→ **Required tasks**
a - Return the passage from the triangulation question starting with "The 3 angles will" and going on through "as the triangle.".
b - List each distinct number written in digits in the triangulation question.
c - According to the triangulation question, what should the program output?

── Document

# How can I compute global triangulation from longitude/latitude coordinates?

I want to calculate an approximate location based on these inputs:

• 3 locations identified by latitude and longitude anywhere on a planet
• 3 angles, indicating the approximate direction from each of the 3 locations. For example, 0 degrees would be north, 90 degrees would be east, and so on.

The 3 angles will have some margin of error, so the 3 lines are unlikely to intersect exactly, and are likely to form a triangle, from which we can calculate some estimated area of interest. For example, we might calculate the center of the triangle, then draw a circle from that center that has the same areas as the triangle.

I would like to implement this in a computer program, where I can input the 3 locations, the 3 angles, and have it output a single location and radius.

────
── Source data

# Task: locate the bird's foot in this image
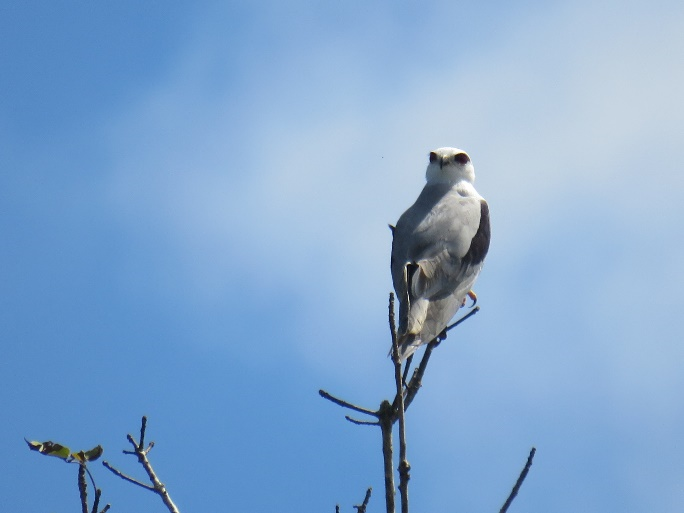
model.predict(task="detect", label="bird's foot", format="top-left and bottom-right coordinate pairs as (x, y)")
top-left (461, 290), bottom-right (477, 308)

────

→ **Expected responses**
a -
The 3 angles will have some margin of error, so the 3 lines are unlikely to intersect exactly, and are likely to form a triangle, from which we can calculate some estimated area of interest. For example, we might calculate the center of the triangle, then draw a circle from that center that has the same areas as the triangle.

b - 3, 0, 90

c - A single location and radius.